EXCERPT:
BEGIN
Vol. 22 No. 45 (2020): Dossier: Political process in Latin America. Four years of convulsive democracies (may to august)

					View Vol. 22 No. 45 (2020):  Dossier: Political process in Latin America. Four years of convulsive democracies  (may to august)

 

The 45th edition of the journal Reflexión Política is dedicated to the analysis of the contemporary political processes in Latin America, based on case studies of the political systems of Argentina, Brazil, Bolivia, El Salvador, Mexico, and Paraguay. In this edition you will find studies on the operation of the democracies, the role of the presidents, relations between the executive and legislative branches and other political institutions, in a context marked by political instability, economic crisis and the COVID-19 health crisis.

            In particular, in connection with the pandemic, Professor Manuel Alcántara opens the dossier with the article Latin American Politics in the New Normal, in which he reflects on six aspects to understand the situation and the challenges faced by the democracies and politics in the region: the importance of the State, democratic legitimacy and authority, leadership, the reassessment of nation based on patriotic rhetoric, and citizens who are increasingly individualistic and distrustful.
END
GIVEN RECORDS:
BEGIN
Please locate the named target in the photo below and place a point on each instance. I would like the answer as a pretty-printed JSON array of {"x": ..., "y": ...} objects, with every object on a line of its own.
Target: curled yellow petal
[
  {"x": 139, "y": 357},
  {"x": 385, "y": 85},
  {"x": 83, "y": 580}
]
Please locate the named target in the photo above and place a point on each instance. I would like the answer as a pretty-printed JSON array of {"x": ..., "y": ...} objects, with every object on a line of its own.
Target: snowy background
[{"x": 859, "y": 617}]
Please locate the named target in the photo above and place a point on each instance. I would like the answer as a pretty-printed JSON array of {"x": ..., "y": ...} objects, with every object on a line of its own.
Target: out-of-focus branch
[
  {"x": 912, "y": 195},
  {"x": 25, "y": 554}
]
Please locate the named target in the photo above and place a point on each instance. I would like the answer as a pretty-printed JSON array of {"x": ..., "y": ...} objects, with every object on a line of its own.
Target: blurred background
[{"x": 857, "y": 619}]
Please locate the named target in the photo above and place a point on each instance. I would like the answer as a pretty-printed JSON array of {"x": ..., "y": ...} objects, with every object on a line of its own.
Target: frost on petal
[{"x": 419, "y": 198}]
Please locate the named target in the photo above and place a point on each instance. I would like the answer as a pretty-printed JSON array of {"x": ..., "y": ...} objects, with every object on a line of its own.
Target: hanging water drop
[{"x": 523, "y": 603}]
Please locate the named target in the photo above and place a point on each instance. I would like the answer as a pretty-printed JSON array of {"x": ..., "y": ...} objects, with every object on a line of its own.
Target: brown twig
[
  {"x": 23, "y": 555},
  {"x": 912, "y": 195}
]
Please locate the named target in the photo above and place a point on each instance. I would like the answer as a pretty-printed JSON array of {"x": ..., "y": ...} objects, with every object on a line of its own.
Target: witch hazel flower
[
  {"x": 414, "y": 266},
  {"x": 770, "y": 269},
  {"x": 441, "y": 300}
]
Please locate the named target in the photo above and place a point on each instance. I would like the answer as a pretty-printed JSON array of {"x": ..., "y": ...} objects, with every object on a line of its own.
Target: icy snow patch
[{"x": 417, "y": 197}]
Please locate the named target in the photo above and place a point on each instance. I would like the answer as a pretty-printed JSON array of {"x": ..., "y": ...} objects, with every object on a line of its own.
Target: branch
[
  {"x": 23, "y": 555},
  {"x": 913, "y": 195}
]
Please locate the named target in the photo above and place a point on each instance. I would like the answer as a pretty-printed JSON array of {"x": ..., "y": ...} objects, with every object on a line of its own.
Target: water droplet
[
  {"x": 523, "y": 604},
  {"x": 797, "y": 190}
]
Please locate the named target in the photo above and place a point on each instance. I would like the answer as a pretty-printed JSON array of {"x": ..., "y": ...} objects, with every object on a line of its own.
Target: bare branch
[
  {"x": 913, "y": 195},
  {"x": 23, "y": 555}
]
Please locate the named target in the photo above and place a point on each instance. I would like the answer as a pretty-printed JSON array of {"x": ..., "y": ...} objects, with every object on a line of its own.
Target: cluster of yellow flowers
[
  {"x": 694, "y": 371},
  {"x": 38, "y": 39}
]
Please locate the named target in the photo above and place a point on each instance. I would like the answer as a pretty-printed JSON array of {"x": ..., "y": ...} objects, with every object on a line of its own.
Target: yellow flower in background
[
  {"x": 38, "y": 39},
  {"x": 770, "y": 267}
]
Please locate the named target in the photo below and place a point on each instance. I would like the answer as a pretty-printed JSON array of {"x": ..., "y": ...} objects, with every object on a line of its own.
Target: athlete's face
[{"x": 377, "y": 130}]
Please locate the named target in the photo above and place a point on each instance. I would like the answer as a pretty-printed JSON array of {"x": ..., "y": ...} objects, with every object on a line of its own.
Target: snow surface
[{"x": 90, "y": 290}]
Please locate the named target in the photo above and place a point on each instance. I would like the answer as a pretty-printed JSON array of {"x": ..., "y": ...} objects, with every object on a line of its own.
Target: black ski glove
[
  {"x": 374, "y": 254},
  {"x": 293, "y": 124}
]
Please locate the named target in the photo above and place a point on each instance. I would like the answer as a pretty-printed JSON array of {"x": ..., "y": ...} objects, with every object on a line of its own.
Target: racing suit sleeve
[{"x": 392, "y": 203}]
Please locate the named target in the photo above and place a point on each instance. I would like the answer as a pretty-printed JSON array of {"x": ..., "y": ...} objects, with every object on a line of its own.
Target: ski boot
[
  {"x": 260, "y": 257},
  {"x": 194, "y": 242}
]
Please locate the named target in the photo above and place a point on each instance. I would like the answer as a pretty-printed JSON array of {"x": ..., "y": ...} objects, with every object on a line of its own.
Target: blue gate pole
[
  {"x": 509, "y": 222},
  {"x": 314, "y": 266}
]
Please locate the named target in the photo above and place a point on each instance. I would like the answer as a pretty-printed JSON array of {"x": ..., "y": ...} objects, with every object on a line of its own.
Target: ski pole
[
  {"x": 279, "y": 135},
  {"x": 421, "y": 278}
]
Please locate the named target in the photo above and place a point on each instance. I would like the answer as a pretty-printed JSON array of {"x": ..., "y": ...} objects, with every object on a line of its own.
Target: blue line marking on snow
END
WHAT TO PRODUCE: Continue the description of the Reflexión Política issue on Latin American political processes, picking up right after its last sentence.

EXERCISE OUTPUT:
            In the national case studies, Nicolás Liendo and Camilo González assess the factors that enabled the return of Peronismo to power in Argentina, highlighting the poor economic performance of the previous government, an aspect that is currently one of the main challenges for President Alberto Fernández. On Bolivia, Rocío Estremadoiro provides an analysis of the democratic instability in the country and some of the aspects that enable understanding the fall of the government of Evo Morales. Among others, she identifies as main factors the loss of dominance by the MAS party, the extraction-based economic model, the alliance with conservative sectors and therefore the persistence of conservative ideas and principles, as well as an autocratic chieftain-centered leadership. The author concludes the analysis with a reflection of the interim government of Bolivia that has failed to escape from the ghost of authoritarianism.

Michele Fernandez, Humberto Dantas and Graziella Testa assess the government of Jair Bolsonaro based on the make-up of his administration and the political conflicts within his organization, and the relations, also conflictive, with the legislative branch. They conclude that Brazil is experiencing a leadership crisis that affects the development of public policies, the most noteworthy of which is the economic crisis and mismanagement of the COVID-19 health emergency.  Also on Brazil, the article by Felipe Alves da Silva, based on a theoretical-constitutional analysis, critically discusses the re-democratization process of the country, highlighting that the State of Exception has been the mechanism most used by the executive to face crises, which has in turn undermined citizens’ political rights, maintaining authoritarian structures from the past, which is all fertile ground for a politician of the tenor of Jair Bolsonaro.     

El Salvador is reviewed by Mónica Tobar, who addresses the relationship between the executive and legislative branches during the government of Nayib Bukele, who is well known for his peculiar leadership style and for breaking away from almost 30 years of alternating administrations between the right-wing ARENA party and the left-wing FMLN party. The author explains that the Salvadoran economic crisis and the difficulty in achieving a legislative majority have generated a climate of ungovernability in the Central American country, which combined with the president’s style of leadership makes Salvadoran institutional and democratic performance even more difficult. The current crisis produced by COVID-19 has led President Bukele to further strengthen his authoritarian nature.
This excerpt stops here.